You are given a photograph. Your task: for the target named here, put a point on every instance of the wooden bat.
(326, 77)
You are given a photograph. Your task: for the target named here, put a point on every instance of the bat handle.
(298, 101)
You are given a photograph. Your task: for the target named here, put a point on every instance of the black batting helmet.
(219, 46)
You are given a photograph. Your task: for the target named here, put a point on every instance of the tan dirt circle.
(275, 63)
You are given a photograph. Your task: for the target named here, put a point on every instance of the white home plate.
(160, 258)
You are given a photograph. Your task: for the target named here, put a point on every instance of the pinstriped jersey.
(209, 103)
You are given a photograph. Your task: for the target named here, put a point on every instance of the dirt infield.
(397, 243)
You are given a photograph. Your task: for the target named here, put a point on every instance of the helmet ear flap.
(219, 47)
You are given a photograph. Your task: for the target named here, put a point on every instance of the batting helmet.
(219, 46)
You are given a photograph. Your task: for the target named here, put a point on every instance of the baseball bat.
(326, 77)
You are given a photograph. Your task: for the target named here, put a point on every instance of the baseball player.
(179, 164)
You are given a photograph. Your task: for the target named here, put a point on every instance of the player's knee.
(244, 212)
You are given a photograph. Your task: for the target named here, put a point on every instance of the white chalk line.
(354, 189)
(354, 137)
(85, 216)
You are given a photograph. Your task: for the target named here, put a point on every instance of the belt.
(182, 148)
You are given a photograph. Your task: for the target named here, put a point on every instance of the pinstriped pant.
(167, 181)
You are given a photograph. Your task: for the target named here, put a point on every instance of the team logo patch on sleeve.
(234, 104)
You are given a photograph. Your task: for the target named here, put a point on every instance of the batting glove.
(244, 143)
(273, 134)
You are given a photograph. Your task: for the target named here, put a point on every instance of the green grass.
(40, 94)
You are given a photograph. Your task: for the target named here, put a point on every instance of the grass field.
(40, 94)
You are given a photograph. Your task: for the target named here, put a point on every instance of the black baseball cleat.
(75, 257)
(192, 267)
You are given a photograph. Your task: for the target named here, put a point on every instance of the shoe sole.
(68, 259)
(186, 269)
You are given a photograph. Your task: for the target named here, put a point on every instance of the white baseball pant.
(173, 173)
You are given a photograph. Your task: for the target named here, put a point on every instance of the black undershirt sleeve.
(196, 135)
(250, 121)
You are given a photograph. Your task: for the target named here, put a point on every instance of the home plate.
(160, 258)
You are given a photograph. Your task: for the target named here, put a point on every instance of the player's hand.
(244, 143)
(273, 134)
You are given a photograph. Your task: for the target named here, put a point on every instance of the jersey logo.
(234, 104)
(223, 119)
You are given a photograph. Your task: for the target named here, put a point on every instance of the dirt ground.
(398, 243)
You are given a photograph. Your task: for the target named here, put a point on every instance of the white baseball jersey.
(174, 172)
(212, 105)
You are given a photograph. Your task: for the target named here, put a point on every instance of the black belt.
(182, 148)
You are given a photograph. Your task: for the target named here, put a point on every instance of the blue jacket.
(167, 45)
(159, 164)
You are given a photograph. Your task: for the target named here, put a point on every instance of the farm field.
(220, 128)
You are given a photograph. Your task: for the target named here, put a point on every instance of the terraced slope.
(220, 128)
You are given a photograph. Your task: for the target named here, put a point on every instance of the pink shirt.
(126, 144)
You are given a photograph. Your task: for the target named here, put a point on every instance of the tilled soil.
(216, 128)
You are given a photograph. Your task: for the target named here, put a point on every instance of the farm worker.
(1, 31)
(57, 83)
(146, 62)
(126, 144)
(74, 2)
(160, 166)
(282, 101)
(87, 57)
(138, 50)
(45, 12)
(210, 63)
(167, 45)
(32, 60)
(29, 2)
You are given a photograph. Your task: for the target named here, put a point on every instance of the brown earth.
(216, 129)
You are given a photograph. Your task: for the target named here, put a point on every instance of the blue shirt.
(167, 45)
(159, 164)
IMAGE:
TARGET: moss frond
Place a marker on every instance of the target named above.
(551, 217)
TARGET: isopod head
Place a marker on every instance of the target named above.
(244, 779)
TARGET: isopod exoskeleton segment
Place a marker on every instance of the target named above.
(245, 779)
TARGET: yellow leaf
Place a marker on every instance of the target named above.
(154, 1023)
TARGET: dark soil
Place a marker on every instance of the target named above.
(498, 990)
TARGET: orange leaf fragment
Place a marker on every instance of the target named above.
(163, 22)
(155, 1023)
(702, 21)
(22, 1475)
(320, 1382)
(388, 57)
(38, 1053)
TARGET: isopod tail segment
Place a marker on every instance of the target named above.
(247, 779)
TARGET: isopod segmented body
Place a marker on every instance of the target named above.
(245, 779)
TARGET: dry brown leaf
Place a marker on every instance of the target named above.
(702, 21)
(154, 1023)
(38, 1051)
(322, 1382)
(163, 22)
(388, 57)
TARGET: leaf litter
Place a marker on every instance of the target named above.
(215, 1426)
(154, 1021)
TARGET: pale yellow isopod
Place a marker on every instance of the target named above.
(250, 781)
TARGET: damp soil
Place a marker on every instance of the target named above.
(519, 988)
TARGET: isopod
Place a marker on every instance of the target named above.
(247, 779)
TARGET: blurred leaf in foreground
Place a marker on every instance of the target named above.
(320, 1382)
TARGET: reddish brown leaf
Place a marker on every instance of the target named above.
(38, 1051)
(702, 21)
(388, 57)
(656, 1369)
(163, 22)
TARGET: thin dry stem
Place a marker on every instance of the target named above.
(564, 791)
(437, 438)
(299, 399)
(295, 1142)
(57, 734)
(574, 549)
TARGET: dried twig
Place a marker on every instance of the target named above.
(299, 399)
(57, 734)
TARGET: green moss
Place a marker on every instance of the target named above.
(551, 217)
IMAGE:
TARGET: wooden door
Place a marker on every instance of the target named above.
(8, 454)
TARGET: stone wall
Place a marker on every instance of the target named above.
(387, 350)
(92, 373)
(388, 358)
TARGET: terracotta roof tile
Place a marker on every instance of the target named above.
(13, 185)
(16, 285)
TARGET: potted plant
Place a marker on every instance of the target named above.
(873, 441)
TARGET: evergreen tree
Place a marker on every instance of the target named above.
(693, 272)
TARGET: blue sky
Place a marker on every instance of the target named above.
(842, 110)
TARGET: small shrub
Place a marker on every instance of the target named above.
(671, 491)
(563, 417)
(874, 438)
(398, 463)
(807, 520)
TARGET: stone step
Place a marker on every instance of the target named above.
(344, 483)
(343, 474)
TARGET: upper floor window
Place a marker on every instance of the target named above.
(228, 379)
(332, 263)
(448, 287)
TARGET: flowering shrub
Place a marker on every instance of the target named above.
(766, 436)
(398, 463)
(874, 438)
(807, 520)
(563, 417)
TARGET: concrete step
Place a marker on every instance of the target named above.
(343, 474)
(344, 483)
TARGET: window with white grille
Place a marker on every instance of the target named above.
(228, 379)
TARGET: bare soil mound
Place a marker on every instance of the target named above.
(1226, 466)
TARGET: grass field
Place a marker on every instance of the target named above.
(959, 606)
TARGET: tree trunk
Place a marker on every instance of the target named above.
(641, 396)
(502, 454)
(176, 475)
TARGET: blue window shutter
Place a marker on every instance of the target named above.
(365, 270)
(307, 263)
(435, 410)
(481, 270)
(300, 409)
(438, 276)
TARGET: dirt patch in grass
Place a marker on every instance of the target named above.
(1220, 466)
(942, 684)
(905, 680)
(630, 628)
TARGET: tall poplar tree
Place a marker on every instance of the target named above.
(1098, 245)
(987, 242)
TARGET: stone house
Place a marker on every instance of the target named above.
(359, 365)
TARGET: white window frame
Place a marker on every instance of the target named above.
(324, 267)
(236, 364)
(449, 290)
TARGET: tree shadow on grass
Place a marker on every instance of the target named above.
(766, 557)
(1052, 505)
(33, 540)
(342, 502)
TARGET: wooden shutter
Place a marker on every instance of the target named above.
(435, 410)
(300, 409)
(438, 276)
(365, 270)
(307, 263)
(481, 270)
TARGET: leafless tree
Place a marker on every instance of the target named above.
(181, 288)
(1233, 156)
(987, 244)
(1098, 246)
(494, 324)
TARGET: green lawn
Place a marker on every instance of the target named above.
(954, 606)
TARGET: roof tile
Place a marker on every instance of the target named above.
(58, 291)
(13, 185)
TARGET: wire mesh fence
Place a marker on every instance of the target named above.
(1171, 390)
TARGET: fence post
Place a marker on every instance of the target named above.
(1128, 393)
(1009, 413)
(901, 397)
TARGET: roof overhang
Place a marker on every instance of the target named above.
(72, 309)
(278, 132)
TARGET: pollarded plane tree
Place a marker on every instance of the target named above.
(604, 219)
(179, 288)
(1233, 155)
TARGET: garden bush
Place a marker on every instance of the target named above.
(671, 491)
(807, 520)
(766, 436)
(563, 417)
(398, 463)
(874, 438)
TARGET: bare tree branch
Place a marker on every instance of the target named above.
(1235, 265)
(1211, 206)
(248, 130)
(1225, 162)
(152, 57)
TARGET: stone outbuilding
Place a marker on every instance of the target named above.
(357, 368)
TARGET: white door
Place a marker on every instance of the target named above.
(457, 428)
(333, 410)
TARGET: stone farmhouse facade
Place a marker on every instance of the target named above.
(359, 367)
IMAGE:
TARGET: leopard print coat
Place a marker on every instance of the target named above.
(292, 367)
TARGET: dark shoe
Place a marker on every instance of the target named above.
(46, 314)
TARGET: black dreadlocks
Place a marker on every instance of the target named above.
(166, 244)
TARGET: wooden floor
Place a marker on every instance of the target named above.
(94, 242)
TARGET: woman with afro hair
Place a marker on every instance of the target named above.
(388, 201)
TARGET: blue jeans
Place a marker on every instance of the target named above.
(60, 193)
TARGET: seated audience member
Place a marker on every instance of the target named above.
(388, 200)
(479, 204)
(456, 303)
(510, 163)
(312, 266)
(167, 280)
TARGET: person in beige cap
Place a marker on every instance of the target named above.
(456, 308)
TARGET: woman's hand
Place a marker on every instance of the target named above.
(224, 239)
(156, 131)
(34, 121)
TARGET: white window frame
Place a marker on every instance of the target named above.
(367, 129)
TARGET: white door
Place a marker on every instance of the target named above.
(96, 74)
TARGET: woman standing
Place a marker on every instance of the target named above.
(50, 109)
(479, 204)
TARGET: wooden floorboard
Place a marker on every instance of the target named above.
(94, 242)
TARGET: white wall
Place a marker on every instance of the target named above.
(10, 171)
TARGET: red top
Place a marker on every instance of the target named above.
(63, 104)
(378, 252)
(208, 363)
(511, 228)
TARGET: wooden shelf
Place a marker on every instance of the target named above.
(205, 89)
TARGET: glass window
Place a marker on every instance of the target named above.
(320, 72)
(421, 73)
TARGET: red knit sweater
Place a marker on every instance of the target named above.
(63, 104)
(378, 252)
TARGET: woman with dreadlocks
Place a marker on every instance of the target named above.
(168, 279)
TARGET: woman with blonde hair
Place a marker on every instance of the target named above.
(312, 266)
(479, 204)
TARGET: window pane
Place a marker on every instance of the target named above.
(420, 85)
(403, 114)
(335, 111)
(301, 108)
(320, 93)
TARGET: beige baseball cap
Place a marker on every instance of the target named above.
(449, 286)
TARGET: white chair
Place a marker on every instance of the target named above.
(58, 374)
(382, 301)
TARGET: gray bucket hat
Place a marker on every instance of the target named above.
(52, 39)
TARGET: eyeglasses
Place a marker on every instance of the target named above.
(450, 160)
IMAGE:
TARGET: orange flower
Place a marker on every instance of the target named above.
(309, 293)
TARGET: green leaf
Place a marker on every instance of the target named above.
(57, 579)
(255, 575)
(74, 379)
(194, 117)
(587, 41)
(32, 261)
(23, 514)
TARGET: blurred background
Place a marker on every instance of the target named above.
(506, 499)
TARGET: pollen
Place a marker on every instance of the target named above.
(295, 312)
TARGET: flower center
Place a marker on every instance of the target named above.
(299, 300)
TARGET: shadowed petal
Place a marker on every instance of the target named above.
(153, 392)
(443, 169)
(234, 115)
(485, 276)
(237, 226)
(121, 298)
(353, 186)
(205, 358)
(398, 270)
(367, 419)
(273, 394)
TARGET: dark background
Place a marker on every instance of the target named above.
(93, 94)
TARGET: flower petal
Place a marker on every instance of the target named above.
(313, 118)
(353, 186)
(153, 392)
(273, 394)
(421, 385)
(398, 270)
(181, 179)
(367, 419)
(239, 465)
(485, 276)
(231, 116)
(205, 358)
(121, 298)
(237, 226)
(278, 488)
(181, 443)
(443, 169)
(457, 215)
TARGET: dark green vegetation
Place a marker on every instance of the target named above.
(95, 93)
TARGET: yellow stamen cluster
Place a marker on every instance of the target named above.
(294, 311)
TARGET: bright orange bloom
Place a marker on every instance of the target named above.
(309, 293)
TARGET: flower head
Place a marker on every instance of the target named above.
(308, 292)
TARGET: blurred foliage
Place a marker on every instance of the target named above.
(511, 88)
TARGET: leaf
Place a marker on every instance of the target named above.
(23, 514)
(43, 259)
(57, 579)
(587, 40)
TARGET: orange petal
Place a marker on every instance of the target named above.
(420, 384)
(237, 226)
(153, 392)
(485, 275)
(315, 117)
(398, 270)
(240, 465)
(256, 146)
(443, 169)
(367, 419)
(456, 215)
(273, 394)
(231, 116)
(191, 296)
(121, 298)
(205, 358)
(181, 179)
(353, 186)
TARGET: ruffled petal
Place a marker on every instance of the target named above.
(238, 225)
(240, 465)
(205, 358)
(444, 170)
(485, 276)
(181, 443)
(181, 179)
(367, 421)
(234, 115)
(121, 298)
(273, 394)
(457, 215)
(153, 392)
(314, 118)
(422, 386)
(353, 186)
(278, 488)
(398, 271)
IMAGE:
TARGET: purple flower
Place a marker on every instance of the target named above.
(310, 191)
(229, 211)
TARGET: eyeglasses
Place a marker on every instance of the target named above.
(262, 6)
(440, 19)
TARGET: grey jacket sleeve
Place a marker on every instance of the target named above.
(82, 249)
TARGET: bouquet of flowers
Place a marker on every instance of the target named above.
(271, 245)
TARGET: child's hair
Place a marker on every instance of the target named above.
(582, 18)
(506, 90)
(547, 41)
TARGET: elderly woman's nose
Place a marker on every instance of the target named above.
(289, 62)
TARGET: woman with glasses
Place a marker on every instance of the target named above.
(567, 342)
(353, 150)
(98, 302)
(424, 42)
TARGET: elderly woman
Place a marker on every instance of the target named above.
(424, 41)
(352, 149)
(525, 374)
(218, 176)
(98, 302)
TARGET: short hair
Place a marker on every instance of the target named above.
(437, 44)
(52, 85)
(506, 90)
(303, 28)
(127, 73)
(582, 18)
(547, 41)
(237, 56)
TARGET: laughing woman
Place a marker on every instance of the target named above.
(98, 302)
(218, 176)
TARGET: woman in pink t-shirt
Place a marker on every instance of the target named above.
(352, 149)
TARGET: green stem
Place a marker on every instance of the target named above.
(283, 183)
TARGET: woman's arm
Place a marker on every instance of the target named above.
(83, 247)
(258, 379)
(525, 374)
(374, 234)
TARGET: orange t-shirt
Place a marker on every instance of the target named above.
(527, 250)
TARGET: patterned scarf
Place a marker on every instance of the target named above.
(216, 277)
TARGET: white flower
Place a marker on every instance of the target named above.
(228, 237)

◇ ◇ ◇ ◇ ◇

### Task
Return every line from the one holding "TARGET: grey jacket sleeve" through the end of the data, exactly as it appears, with both ends kept and nothing else.

### Solution to the exercise
TARGET: grey jacket sleeve
Place a marker on every instance of the target named above.
(82, 249)
TARGET: bouquet of flowers
Place a marker on every instance of the target named above.
(271, 245)
TARGET: child's hair
Place a marker on every instance of the target named above.
(582, 18)
(506, 90)
(547, 41)
TARGET: elderly woman's nose
Place a marker on every instance of the target named above.
(289, 62)
TARGET: woman with glasses
Place a marker on every instance of the target named above.
(567, 342)
(353, 150)
(98, 302)
(424, 42)
TARGET: elderly woman
Place a marker on every instance of the target named above.
(424, 41)
(352, 149)
(525, 374)
(218, 176)
(98, 302)
TARGET: short hair
Place a marker on every instance of the target named above.
(437, 44)
(52, 85)
(506, 90)
(303, 28)
(127, 73)
(582, 18)
(547, 41)
(237, 56)
TARGET: laughing woman
Place a marker on every instance of the target named above.
(98, 302)
(218, 176)
TARGET: woman in pink t-shirt
Place a marker on every instance of the target named above.
(352, 149)
TARGET: green stem
Place a marker on every instance of the target named above.
(283, 183)
TARGET: woman's arm
Place a marker on every instance of the target named above.
(83, 247)
(258, 379)
(525, 374)
(374, 234)
TARGET: orange t-shirt
Place a marker on every instance of the target named above.
(527, 250)
TARGET: patterned scarf
Place a marker on every instance of the target named above.
(216, 277)
TARGET: white flower
Place a marker on every instance of the target named above.
(228, 237)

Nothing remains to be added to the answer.